TRAVAIL DEMANDÉ:
1. D'après l'extrait, à qui Boris Johnson succède-t-il au 10 Downing Street en 2019 ?
2. Recopiez le passage de l'extrait qui commence à "Michael Winterbottom raconte" et se termine à "Canal+ en France.".

EXTRAIT FOURNI:
This England Kenneth Branagh
Sky

Michael Winterbottom raconte trois mois dramatiques de l'Histoire de l'Angleterre, début 2020, entre l'émergence du COVID et l’hospitalisation de Boris Johnson. Une analyse clinique à voir dès ce soir sur Canal+ en France.

Too soon ? En septembre 2022, seulement deux années après le début de la pandémie de COVID-19, la télé anglaise diffusait déjà une série consacrée à la crise sanitaire en Grande-Bretagne et la manière dont elle a été gérée par le Gouvernement. "Voilà une série que personne n'avait demandé" s'agaçait ostensiblement la critique de The Independent, outre-Manche, où This England n'a pas été très bien accueillie. Et pour cause, ce drama hyper-contemporain - à voir à partir de ce soir sur Canal + en France - dépeint de manière étonnamment clinique l'escalade d'une situation aussi dramatique qu'imprévisible, peignant au passage un portrait mi-figue mi-raisin de l'administration Johnson, plus que de Boris lui-même.

L'histoire débute en 2019, quand Boris Johnson succède à Theresa May au 10 Downing Street. Pour sécuriser sa domination au Parlement, il décide de tout miser sur le Brexit et d'attiser la défiance des Anglais contre l'Union Européenne, alors que les négociations pour la sortie du Royaume-Uni s'éternisent. "Get the Brexit Done" devient son leitmotiv et lui assure une victoire confortable lors des élections suivantes. Le voilà avec les pleins pouvoirs à la tête du gouvernement de sa Majesté, alors qu'il découvre, dans le même temps, que sa petite amie Carrie Symonds est enceinte. Tout semble aller pour le mieux mais en Chine, un virus gagne peu à peu du terrain. Les autorités sanitaires s'alarment rapidement, tandis que le cabinet de BoJo peine à prendre la menace au sérieux...

DONNÉES ENREGISTRÉES:
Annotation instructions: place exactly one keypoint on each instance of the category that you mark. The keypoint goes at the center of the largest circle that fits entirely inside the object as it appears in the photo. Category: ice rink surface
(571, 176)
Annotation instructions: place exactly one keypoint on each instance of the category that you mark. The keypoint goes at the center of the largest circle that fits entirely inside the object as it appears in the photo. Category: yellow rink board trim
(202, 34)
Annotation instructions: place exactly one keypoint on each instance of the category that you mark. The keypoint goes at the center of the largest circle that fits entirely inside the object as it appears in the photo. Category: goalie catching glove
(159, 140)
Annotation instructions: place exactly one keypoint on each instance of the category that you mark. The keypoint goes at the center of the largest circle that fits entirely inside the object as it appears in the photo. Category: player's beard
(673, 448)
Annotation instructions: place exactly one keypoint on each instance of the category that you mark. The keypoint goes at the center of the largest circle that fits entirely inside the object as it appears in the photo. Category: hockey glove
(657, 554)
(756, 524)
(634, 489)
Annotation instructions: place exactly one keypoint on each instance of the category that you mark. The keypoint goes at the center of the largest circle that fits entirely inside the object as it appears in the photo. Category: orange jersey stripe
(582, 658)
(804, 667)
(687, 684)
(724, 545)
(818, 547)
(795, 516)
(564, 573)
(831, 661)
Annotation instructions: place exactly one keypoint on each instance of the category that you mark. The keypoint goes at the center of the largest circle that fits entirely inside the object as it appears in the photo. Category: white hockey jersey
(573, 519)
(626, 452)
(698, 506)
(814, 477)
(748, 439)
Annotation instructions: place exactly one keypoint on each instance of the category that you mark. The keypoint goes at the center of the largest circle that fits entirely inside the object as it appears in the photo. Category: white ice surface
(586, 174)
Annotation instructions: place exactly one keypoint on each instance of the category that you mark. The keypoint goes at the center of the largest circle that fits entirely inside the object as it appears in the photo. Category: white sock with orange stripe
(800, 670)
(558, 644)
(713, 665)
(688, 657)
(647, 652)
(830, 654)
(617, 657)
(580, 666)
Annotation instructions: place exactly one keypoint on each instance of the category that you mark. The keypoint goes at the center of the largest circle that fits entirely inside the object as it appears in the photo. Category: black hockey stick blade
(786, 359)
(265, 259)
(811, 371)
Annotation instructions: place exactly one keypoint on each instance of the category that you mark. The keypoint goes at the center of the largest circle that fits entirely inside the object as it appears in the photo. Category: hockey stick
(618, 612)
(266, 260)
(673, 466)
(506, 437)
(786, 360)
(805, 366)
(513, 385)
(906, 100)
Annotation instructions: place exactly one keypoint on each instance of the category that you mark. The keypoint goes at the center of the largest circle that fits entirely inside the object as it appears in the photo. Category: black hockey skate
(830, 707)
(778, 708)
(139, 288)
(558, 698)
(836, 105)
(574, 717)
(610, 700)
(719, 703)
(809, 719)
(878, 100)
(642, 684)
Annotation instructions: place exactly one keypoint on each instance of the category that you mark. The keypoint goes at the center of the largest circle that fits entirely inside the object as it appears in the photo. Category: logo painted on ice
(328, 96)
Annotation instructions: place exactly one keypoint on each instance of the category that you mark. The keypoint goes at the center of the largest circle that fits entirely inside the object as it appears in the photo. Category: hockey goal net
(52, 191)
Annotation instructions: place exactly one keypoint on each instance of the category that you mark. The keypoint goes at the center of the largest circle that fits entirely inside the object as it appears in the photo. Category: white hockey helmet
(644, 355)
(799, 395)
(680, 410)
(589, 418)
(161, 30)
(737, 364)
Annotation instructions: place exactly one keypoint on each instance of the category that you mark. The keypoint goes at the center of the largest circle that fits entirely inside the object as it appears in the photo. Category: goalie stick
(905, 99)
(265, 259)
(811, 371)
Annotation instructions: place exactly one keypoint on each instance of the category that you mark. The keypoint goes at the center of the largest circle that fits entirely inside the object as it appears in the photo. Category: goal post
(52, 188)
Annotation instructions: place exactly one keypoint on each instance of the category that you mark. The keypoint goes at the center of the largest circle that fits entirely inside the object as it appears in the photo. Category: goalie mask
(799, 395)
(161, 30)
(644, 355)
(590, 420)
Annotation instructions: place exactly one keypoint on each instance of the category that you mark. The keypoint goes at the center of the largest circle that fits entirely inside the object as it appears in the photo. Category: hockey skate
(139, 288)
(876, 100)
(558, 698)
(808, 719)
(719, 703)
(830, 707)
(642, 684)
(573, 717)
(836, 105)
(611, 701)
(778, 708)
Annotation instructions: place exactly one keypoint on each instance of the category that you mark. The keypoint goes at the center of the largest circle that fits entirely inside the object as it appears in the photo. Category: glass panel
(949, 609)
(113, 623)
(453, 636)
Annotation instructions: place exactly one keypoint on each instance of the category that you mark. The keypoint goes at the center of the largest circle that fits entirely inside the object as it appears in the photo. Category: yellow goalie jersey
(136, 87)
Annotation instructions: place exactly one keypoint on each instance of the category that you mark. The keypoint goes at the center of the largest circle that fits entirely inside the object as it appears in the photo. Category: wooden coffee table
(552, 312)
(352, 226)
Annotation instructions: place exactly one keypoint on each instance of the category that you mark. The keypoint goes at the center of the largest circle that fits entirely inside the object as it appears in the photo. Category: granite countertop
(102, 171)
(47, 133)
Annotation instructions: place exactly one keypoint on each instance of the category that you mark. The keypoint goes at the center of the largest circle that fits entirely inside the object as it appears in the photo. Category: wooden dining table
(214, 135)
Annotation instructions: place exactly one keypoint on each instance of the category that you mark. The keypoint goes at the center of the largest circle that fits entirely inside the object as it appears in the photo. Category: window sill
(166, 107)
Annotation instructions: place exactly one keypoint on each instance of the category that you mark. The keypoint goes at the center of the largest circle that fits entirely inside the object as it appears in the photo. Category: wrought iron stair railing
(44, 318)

PROBLÈMES RÉSOLUS:
1. À Theresa May.

2.
Michael Winterbottom raconte trois mois dramatiques de l'Histoire de l'Angleterre, début 2020, entre l'émergence du COVID et l’hospitalisation de Boris Johnson. Une analyse clinique à voir dès ce soir sur Canal+ en France.